▶ Exercices
a - Répondez à ces questions sur l'extrait consacré au design :
(i) Selon Camille Lizop, qu'est-ce qui unit un designer sonore, un designer culinaire et un designer de politiques publiques ?
(ii) En quelle année Télérama publie-t-il son hors-série sur le design ?
(iii) Quel est le titre de ce hors-série ?
b - Résumez en deux phrases l'extrait consacré au design.

▶ Extrait
+ + + +
Le design n'est rien, tout est design.

ANALYSE. Qu’est-ce qui unit un designer sonore, un designer culinaire et un designer de politiques publiques ? Peu de choses, nous répond Camille Lizop, si ce n’est le fait de concevoir. Alors pourquoi nous parle-t-on de design partout et tout le temps ? De quoi cette mode est-elle le nom ? Elle a mené l’enquête et nous livre un constat sans appel dans cet article au vitriol.

En 2021, le magazine Télérama publie un hors-série intitulé : “Le design peut-il changer le monde ?”. Ce titre m’a d’abord agacée, puis il m’a intriguée. J’ai cherché à comprendre ce qui me gênait. J’ai pris la question au sérieux et me suis demandé : le design peut-il changer le monde ? L’art peut-il changer le monde ? La politique peut-elle changer le monde ? Peu à peu, une réponse s’est dessinée : oui, bien sûr… So what ?
+ + + +
[Lignes brutes]

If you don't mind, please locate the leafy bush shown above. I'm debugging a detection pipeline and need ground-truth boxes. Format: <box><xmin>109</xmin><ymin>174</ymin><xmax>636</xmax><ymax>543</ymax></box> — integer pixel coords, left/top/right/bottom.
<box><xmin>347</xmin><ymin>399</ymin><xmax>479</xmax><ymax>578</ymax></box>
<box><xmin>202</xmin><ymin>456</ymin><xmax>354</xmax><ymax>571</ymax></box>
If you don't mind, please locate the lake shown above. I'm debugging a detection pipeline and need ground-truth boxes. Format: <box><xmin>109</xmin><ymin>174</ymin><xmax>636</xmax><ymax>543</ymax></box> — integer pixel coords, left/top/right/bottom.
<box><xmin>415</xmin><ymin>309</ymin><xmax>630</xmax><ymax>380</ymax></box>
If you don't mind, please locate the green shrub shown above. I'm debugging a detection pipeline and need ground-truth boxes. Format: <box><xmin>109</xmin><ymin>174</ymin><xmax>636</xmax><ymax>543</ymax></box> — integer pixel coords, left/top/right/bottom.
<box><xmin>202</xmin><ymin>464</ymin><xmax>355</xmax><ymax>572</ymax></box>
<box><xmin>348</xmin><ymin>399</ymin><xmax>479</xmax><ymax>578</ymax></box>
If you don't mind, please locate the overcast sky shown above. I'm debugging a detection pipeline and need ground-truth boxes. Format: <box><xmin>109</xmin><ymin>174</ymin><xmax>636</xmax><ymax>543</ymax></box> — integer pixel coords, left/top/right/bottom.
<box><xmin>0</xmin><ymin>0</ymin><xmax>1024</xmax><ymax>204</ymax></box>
+ + + +
▶ Corrigé
a -
(i) Peu de choses, si ce n'est le fait de concevoir.
(ii) En 2021.
(iii) « Le design peut-il changer le monde ? »

b - Camille Lizop constate que les designers de domaines différents n'ont guère en commun que le fait de concevoir, et elle enquête sur la mode qui fait parler de design partout et tout le temps. Le titre d'un hors-série de Télérama paru en 2021, « Le design peut-il changer le monde ? », a d'abord agacé puis intrigué l'auteure, qui a pris la question au sérieux et y a vu se dessiner une réponse : oui, bien sûr… So what ?